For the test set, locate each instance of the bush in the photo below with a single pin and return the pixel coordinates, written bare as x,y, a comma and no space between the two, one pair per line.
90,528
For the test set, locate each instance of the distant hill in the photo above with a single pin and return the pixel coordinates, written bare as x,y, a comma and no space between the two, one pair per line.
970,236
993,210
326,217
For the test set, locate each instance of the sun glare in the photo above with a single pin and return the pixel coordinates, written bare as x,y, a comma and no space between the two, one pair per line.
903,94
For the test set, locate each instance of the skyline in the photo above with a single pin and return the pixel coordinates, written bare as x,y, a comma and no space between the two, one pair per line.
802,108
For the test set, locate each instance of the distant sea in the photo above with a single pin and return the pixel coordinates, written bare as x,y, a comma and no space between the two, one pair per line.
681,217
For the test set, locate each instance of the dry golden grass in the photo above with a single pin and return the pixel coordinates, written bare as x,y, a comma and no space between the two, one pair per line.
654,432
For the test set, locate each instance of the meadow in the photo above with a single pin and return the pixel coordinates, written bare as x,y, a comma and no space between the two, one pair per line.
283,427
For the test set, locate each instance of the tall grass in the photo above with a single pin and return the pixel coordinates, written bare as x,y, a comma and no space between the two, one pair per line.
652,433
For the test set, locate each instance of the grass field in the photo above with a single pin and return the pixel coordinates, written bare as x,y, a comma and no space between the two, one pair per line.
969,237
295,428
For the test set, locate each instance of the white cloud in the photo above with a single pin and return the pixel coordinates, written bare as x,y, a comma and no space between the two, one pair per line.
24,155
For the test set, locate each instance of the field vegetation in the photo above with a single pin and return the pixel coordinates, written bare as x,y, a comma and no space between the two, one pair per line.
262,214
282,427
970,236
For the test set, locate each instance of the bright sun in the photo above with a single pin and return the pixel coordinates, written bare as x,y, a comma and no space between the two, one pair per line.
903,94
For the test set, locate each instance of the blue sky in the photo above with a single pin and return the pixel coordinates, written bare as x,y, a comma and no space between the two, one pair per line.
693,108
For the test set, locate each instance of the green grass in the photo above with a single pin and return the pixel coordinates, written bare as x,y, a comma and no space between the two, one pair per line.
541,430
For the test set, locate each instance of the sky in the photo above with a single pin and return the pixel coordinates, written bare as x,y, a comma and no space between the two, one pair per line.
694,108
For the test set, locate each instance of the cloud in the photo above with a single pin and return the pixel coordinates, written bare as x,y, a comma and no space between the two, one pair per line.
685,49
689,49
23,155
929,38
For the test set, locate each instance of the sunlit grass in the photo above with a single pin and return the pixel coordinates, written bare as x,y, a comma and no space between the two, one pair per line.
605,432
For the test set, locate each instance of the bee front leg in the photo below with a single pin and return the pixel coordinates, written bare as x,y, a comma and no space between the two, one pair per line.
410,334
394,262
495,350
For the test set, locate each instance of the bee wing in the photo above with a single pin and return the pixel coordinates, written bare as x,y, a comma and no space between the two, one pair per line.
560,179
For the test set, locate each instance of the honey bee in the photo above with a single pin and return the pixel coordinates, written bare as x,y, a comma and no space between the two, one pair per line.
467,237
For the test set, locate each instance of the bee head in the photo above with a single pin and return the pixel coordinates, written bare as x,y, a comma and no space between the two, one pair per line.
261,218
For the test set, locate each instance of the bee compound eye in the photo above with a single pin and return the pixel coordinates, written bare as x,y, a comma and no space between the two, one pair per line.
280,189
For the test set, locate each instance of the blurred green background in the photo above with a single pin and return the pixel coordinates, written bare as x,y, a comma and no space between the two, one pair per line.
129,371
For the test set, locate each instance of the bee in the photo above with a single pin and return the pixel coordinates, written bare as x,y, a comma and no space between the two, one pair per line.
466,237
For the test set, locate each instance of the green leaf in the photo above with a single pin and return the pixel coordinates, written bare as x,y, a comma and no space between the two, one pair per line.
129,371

--

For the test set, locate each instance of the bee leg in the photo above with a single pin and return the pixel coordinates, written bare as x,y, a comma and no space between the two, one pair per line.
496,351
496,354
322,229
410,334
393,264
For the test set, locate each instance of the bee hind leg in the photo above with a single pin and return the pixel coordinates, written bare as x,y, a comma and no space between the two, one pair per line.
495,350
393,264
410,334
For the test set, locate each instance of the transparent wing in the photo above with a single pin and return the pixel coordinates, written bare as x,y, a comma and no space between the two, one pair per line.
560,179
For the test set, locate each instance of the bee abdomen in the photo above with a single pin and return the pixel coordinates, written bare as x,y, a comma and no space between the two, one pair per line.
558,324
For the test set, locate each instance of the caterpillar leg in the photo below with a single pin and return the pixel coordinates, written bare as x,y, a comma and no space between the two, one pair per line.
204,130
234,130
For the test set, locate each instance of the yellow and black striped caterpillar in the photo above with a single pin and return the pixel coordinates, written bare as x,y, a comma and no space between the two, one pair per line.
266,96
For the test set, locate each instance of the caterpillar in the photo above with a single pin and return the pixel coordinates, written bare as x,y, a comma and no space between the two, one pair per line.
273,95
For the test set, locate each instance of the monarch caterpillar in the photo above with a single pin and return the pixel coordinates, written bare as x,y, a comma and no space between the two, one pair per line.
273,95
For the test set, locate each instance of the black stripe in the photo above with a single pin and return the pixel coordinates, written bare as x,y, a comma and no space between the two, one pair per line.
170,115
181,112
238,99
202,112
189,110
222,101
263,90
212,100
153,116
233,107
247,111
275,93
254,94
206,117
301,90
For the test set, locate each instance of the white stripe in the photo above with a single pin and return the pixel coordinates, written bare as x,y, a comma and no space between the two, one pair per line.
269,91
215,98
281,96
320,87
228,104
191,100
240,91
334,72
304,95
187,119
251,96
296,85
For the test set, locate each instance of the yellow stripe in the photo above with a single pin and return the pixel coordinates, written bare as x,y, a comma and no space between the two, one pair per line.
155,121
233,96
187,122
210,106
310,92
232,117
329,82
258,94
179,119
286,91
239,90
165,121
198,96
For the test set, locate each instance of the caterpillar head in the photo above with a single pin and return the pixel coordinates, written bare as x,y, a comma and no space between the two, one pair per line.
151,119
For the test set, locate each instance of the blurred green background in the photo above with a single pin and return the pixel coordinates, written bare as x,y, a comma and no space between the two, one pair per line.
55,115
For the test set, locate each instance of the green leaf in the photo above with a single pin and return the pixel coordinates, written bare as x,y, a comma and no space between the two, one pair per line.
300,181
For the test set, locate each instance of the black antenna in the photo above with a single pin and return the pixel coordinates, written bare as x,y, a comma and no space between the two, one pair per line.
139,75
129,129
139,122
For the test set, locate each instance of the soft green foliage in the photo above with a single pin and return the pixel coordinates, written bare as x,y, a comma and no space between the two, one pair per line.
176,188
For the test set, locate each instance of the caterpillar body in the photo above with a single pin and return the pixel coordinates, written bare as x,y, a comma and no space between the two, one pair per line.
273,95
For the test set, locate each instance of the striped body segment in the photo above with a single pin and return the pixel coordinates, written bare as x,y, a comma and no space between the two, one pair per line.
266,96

▶ [Required task]:
Find every line in the records above that contains the string "body", treating uppercase and lowercase as different, and copy each of those lines.

▶ [Task answer]:
For the test set, locate each instance of the caterpillar body in the photo above with a single pin and return the pixel coordinates, written bare as x,y, a comma and no space between the two, one pair per line.
For the test set, locate each instance of the striped body segment in the photo above with a single pin and return the pixel coordinates, written bare as x,y, a comma and no space between the two, one pair per line.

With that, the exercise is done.